What the task requires
Each entry below is to be given again word for word, with no pictures.

Records supplied
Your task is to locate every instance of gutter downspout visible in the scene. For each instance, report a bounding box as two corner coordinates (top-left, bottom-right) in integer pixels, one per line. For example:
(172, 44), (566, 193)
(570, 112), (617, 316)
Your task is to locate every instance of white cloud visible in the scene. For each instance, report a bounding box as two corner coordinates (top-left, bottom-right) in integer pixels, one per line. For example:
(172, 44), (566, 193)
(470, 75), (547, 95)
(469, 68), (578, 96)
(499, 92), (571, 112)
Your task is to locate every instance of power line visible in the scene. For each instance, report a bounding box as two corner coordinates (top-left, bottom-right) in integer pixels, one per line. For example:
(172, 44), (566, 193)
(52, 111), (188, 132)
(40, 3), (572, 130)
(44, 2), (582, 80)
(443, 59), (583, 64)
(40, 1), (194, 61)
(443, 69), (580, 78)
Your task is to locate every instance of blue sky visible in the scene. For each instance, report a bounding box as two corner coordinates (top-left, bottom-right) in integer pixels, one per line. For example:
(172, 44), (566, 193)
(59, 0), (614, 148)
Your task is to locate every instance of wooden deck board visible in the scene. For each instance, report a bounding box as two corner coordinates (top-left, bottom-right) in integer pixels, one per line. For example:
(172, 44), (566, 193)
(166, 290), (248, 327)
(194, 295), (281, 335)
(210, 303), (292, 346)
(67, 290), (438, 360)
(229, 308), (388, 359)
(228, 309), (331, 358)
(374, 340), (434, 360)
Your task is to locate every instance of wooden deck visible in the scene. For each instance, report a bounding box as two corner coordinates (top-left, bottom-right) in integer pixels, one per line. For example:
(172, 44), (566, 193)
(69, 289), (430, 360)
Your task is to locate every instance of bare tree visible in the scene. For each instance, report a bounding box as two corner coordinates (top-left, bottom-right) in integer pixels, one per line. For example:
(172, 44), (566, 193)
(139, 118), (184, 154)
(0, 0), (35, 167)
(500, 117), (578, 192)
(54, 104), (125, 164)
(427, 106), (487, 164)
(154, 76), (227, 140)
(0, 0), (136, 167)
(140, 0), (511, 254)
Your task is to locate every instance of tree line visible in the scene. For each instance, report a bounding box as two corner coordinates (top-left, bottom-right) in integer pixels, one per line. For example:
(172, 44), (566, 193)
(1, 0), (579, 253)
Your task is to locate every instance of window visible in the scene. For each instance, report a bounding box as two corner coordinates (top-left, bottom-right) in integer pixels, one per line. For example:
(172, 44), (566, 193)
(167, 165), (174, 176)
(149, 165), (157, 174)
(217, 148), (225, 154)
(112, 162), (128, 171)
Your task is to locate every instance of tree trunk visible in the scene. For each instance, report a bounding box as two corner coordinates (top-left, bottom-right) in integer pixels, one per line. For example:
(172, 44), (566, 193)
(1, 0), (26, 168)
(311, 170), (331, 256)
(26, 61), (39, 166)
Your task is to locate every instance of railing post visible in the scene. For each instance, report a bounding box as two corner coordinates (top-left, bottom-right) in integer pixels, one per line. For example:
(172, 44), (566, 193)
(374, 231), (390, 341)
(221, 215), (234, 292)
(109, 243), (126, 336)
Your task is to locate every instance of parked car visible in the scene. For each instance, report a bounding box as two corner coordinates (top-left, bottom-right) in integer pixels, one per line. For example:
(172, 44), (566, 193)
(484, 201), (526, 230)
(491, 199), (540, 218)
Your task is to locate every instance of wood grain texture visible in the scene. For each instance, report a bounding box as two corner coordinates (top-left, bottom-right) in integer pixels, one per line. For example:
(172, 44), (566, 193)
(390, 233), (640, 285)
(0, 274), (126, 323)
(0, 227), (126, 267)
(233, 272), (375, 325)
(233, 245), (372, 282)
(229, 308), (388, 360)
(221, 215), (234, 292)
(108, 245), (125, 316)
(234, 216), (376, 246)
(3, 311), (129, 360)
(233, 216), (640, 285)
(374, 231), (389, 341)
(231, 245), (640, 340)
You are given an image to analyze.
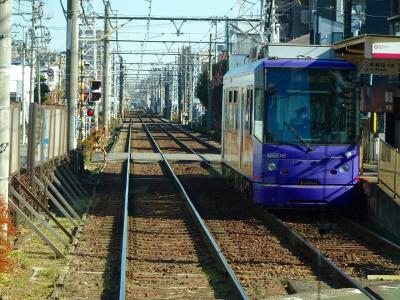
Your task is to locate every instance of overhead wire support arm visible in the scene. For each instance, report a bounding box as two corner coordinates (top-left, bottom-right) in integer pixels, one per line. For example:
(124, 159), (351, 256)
(106, 39), (224, 44)
(95, 15), (261, 22)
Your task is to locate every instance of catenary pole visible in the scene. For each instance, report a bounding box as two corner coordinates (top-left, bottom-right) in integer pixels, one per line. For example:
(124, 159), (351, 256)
(119, 56), (124, 116)
(0, 0), (12, 209)
(102, 1), (111, 134)
(29, 0), (36, 104)
(207, 34), (213, 136)
(66, 0), (80, 150)
(22, 29), (27, 144)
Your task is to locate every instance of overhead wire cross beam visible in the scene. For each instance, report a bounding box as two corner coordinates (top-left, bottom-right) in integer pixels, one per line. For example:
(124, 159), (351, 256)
(95, 16), (261, 22)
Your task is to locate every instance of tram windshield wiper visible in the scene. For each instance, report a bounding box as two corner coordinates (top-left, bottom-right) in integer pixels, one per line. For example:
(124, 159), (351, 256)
(283, 122), (315, 152)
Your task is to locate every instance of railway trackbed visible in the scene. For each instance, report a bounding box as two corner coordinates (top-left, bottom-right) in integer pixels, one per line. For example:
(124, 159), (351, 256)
(59, 162), (125, 299)
(124, 122), (245, 299)
(129, 120), (344, 299)
(275, 213), (400, 293)
(119, 113), (400, 299)
(126, 161), (235, 299)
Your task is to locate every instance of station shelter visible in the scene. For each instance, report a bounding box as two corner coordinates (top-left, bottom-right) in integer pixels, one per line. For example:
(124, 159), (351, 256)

Answer area
Your task is to locate every instance of gutter downspout visible in the scene. For each instance, report a bounding box as two corner coordinates (top-left, bottom-right) in integer pixels, one per line. For example:
(172, 44), (566, 193)
(570, 112), (617, 316)
Your task is to locate every instance of white cloud visible in the scene. For each instance, report a bounding box as two corner coordinates (top-left, bottom-right) in integer pixels, one per line. For example:
(172, 44), (566, 193)
(470, 75), (547, 95)
(469, 68), (578, 96)
(499, 92), (571, 112)
Your task is to locate every instance of power line visible in the scene. For each instance, report a bounding box as two corner coordinates (top-left, bottom-right) in integer pixels, one per line. For example:
(172, 44), (566, 193)
(52, 111), (188, 132)
(40, 3), (572, 130)
(44, 2), (582, 80)
(443, 59), (583, 64)
(40, 1), (194, 61)
(443, 69), (580, 78)
Your task is to locate every instance of blue sky visible in the scene. For each instance, report a bounding box as two corner coordinates (top-left, bottom-right) in integer pixels, one per line. For example:
(172, 44), (566, 193)
(59, 0), (614, 148)
Your task is to locate every instance of wooden deck board visible in the scene. For each instance, report a bounding box as two corner coordinates (top-left, bottom-right) in integer pixels, one per line. For example:
(172, 44), (566, 193)
(166, 290), (248, 327)
(194, 295), (281, 335)
(210, 303), (292, 346)
(67, 290), (438, 360)
(229, 308), (388, 359)
(228, 309), (331, 358)
(374, 340), (434, 360)
Your task is to locate every instance of wooden deck visible in the scene. For each instance, report a bounding box as two corner coordinates (top-left, bottom-right) in integer pixels, one per line. For example:
(172, 44), (566, 193)
(69, 289), (430, 360)
Your task is to locate every instance of bare tree visible in the scene. For each instance, report a bounding box as two corner coordinates (top-left, bottom-right) in integer pixels, one per line. For example:
(172, 44), (566, 193)
(139, 118), (184, 154)
(0, 0), (35, 167)
(500, 117), (578, 192)
(54, 104), (125, 164)
(427, 106), (487, 164)
(154, 76), (227, 140)
(0, 0), (136, 167)
(140, 0), (511, 254)
Your task is to locate every instance of tree line visible in the scene. For each instance, report a bounding box as two corner coordinates (top-left, bottom-right) in integer pixels, one per line. For example:
(172, 44), (566, 193)
(1, 0), (579, 253)
Your task is to locate every instance of window visible in the scene. For each instance, report a bounding box as two corner coordinates (top-left, bottom-right) in integer pixels, one per line. For example:
(172, 44), (566, 193)
(167, 165), (174, 176)
(149, 165), (157, 174)
(217, 148), (225, 154)
(112, 162), (128, 171)
Your task is to locate every instance of tree trunk visible in the scene. For each instance, report a bounding box as two corner coordinates (top-left, bottom-right) in integer pixels, one per line. For example:
(172, 44), (566, 193)
(1, 0), (26, 168)
(311, 170), (331, 256)
(26, 61), (39, 166)
Your task is to locate every instance of railing post visible in the scene. For each instance, report a bounding box as two corner coordinates (top-left, bottom-right) in integer pixels, one per line. For example:
(172, 44), (566, 193)
(374, 231), (390, 341)
(221, 215), (234, 292)
(109, 243), (126, 336)
Your task is to locate every instance of parked car visible in the scene. For each instance, report a bounding box as two corner coordinates (top-left, bottom-right) in integer pixels, one per line. For example:
(172, 44), (566, 193)
(484, 201), (526, 230)
(491, 199), (540, 218)
Your task is to locate every instance of wood grain texture visible in the scene. For each instance, report a bounding box as two corner coordinates (top-left, bottom-right) in integer pixels, one per line. For example:
(172, 44), (566, 193)
(390, 233), (640, 285)
(0, 274), (126, 323)
(0, 227), (126, 267)
(233, 272), (375, 325)
(233, 245), (372, 282)
(229, 308), (388, 360)
(221, 215), (234, 292)
(108, 245), (125, 316)
(234, 216), (376, 246)
(3, 311), (129, 360)
(233, 216), (640, 285)
(374, 231), (389, 341)
(231, 245), (640, 340)
You are given an image to analyze.
Your task is to locate every instance of overhead wire support arm visible in the scene. For each instance, report a bounding box as two corner coordinates (top-left, bottom-right) in integer pixels, one per line. For example:
(124, 159), (351, 256)
(106, 39), (224, 44)
(95, 15), (261, 22)
Your task is to locate every instance of catenary pole visible in the scene. For each instance, report a bounding box as two corner coordinates (top-left, bottom-right) in integer pixels, one per line. For example:
(124, 159), (351, 256)
(119, 56), (124, 116)
(0, 0), (12, 209)
(102, 1), (111, 134)
(29, 0), (36, 104)
(207, 34), (213, 136)
(66, 0), (80, 150)
(22, 29), (27, 144)
Your task is to locate every instance of overhead wire cross beam visible in the scene. For each instance, report a bounding box as two corner coordinates (top-left, bottom-right) in integer pixels, one per line. For example:
(124, 159), (351, 256)
(95, 16), (261, 22)
Your task is to locate every instance of tram windshield wiper visible in the scene. For each instance, report a bounding box as two corner coordinates (top-left, bottom-right) in integer pixels, one per line. For example:
(124, 159), (351, 256)
(283, 122), (315, 152)
Your task is to locate every instance of railway trackbed visible in the scene. For each instance, report a bounding box as two corner coordinates (top-left, bottom-right) in integer pixels, one per line. For example:
(124, 159), (351, 256)
(59, 162), (125, 299)
(124, 122), (245, 299)
(129, 120), (344, 299)
(275, 213), (400, 293)
(119, 113), (400, 299)
(126, 161), (235, 299)
Your task is to locate every instance of station shelter visible in the scene. For each instance, report a bounding box as two corner coordinates (top-left, bottom-right) in integer pixels, one per line. For example:
(124, 159), (351, 256)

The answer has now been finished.